** START OF TEXT PROVIDED **

And one day we wake up and realize that we don’t recognize the person we’re with. We remember that false persona, the one we fell in love with. We pull, prod, and manipulate to have the person we thought we knew return to us so we can be happy once again. But now we are with the REAL person….the one we didn’t take enough time to discover. Now what?
Path one: Accept your loved one for who he/she is. That person is NOT going to change unless there is a desire to do so. Abandon your belief that if you just explain to your partner one more time why he/she needs to change, the, “light bulb moment,” will come! Your loved one will finally get it! The realization that one would benefit from change seldom comes from external prodding.
Path two: Continue standing on your lecture dais. Continue to engage in the unsettling nagging about why your loved one should be other than he/she is. Cling to the HOPE that the need for your significant other to change will be actualized because you will it.

** END OF TEXT PROVIDED **

WHAT TO DO |
1/ Write out the part of the passage on accepting a partner that opens with the words containing "And one day" and closes with "from external prodding.".
2/ Answer these questions from the passage on accepting a partner:
(a) In the first paragraph, who are we with now?
(b) According to Path one, under what condition will the loved one change?
(c) In Path two, where are we told to keep standing?
3/ Proceed with the passage on accepting a partner, starting after its final sentence.

** START OF SUPPLIED DATA **

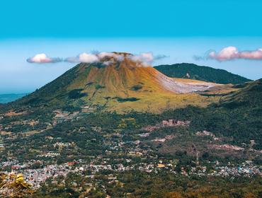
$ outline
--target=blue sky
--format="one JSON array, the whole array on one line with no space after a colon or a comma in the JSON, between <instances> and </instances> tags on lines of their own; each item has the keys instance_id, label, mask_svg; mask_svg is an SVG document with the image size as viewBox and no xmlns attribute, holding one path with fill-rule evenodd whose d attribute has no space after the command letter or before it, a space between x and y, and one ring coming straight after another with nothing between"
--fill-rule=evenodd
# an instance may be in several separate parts
<instances>
[{"instance_id":1,"label":"blue sky","mask_svg":"<svg viewBox=\"0 0 262 198\"><path fill-rule=\"evenodd\" d=\"M258 0L1 1L0 93L33 91L74 65L26 62L38 53L150 52L168 56L154 64L193 62L259 78L261 59L193 57L228 46L261 49L261 8Z\"/></svg>"}]
</instances>

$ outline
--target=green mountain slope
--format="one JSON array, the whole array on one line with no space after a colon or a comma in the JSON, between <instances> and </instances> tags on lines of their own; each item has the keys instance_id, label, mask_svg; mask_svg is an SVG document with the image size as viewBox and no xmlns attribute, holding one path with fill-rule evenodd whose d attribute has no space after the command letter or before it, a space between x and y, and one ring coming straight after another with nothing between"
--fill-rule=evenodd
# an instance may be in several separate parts
<instances>
[{"instance_id":1,"label":"green mountain slope","mask_svg":"<svg viewBox=\"0 0 262 198\"><path fill-rule=\"evenodd\" d=\"M19 99L27 93L0 94L0 103L7 103Z\"/></svg>"},{"instance_id":2,"label":"green mountain slope","mask_svg":"<svg viewBox=\"0 0 262 198\"><path fill-rule=\"evenodd\" d=\"M115 52L116 53L116 52ZM110 64L105 64L110 61ZM107 57L104 62L79 64L63 75L9 107L85 105L109 110L150 111L187 105L205 106L218 98L205 97L203 91L221 85L191 80L172 79L154 67L144 66L127 55L121 61Z\"/></svg>"},{"instance_id":3,"label":"green mountain slope","mask_svg":"<svg viewBox=\"0 0 262 198\"><path fill-rule=\"evenodd\" d=\"M224 69L181 63L154 66L160 72L172 78L183 78L213 82L221 84L238 84L251 80L232 74Z\"/></svg>"}]
</instances>

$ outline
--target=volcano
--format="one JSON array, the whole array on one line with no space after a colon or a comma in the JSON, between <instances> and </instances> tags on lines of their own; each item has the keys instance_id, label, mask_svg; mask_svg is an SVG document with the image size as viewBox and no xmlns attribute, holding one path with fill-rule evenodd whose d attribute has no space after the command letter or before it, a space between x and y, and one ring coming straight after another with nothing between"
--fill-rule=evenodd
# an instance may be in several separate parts
<instances>
[{"instance_id":1,"label":"volcano","mask_svg":"<svg viewBox=\"0 0 262 198\"><path fill-rule=\"evenodd\" d=\"M210 98L196 92L220 86L169 78L131 54L109 54L97 62L77 64L18 102L30 105L93 105L117 111L158 111L209 103Z\"/></svg>"}]
</instances>

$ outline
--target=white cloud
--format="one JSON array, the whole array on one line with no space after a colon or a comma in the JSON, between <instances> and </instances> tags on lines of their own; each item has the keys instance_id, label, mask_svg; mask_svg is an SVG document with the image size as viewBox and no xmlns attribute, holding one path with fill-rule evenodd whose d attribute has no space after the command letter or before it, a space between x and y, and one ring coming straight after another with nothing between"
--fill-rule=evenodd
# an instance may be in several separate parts
<instances>
[{"instance_id":1,"label":"white cloud","mask_svg":"<svg viewBox=\"0 0 262 198\"><path fill-rule=\"evenodd\" d=\"M45 54L37 54L33 57L28 58L26 60L28 62L30 63L55 63L61 62L62 59L60 58L50 58L48 57Z\"/></svg>"},{"instance_id":2,"label":"white cloud","mask_svg":"<svg viewBox=\"0 0 262 198\"><path fill-rule=\"evenodd\" d=\"M137 64L142 66L149 66L153 63L154 60L158 60L166 57L164 55L159 55L154 57L152 53L141 53L139 54L131 54L128 53L117 53L117 52L96 52L96 53L81 53L76 57L68 57L64 59L64 62L78 63L93 63L93 62L102 62L105 65L110 65L113 63L114 61L123 61L125 58L128 58L136 62ZM28 62L35 63L51 63L58 62L62 61L59 58L50 58L48 57L45 54L38 54L32 58L27 59Z\"/></svg>"},{"instance_id":3,"label":"white cloud","mask_svg":"<svg viewBox=\"0 0 262 198\"><path fill-rule=\"evenodd\" d=\"M216 59L220 62L238 59L262 60L262 50L239 51L236 47L229 46L223 48L218 53L215 51L210 52L207 58Z\"/></svg>"},{"instance_id":4,"label":"white cloud","mask_svg":"<svg viewBox=\"0 0 262 198\"><path fill-rule=\"evenodd\" d=\"M84 52L78 55L76 57L67 58L64 61L69 62L93 63L98 62L99 59L96 54Z\"/></svg>"}]
</instances>

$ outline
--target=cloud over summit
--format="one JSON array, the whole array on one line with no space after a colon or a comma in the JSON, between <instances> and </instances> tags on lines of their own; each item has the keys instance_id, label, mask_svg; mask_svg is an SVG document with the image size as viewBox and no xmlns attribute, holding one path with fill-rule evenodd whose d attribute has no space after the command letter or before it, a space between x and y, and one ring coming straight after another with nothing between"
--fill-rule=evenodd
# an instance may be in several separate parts
<instances>
[{"instance_id":1,"label":"cloud over summit","mask_svg":"<svg viewBox=\"0 0 262 198\"><path fill-rule=\"evenodd\" d=\"M58 57L51 58L51 57L47 57L45 54L41 53L41 54L37 54L33 57L27 59L26 61L30 63L42 64L42 63L59 62L62 62L62 60Z\"/></svg>"},{"instance_id":2,"label":"cloud over summit","mask_svg":"<svg viewBox=\"0 0 262 198\"><path fill-rule=\"evenodd\" d=\"M71 63L94 63L103 62L106 65L109 65L112 61L122 61L124 58L128 58L131 60L142 64L144 66L148 66L154 60L159 60L166 57L164 55L154 56L152 53L141 53L139 54L132 54L128 53L118 53L118 52L96 52L96 53L86 53L83 52L76 57L67 57L65 59L61 58L50 58L45 54L37 54L34 57L27 59L30 63L55 63L59 62L67 62ZM108 58L110 59L108 60Z\"/></svg>"},{"instance_id":3,"label":"cloud over summit","mask_svg":"<svg viewBox=\"0 0 262 198\"><path fill-rule=\"evenodd\" d=\"M239 51L236 47L229 46L223 48L219 52L214 50L210 51L207 58L220 62L233 59L262 60L262 49L253 51Z\"/></svg>"}]
</instances>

** END OF SUPPLIED DATA **

RESPONSES FOR EACH TASK |
1/
And one day we wake up and realize that we don’t recognize the person we’re with. We remember that false persona, the one we fell in love with. We pull, prod, and manipulate to have the person we thought we knew return to us so we can be happy once again. But now we are with the REAL person….the one we didn’t take enough time to discover. Now what?
Path one: Accept your loved one for who he/she is. That person is NOT going to change unless there is a desire to do so. Abandon your belief that if you just explain to your partner one more time why he/she needs to change, the, “light bulb moment,” will come! Your loved one will finally get it! The realization that one would benefit from change seldom comes from external prodding.

2/
(a) The real person, the one we didn't take enough time to discover.
(b) Only if there is a desire to do so.
(c) On your lecture dais.

3/
Path three: Decide for yourself if you can live with your loved one as he/she IS! If your partner is a worrier, can you live with it? If your mate is a hoarder, a compulsive shopper, a golf course junkie, an addict, etc., can you live with it? Is the behavior that you want changed so HUGE that you can’t live with it? Path three requires action – not just passive acceptance. If one decides that life with the, “unchangeable,” is not acceptable, then what?
WHEN PEOPLE SHOW YOU WHO THEY ARE, BELIEVE THEM – THEN DECIDE WHAT YOU WANT TO DO WITH YOU.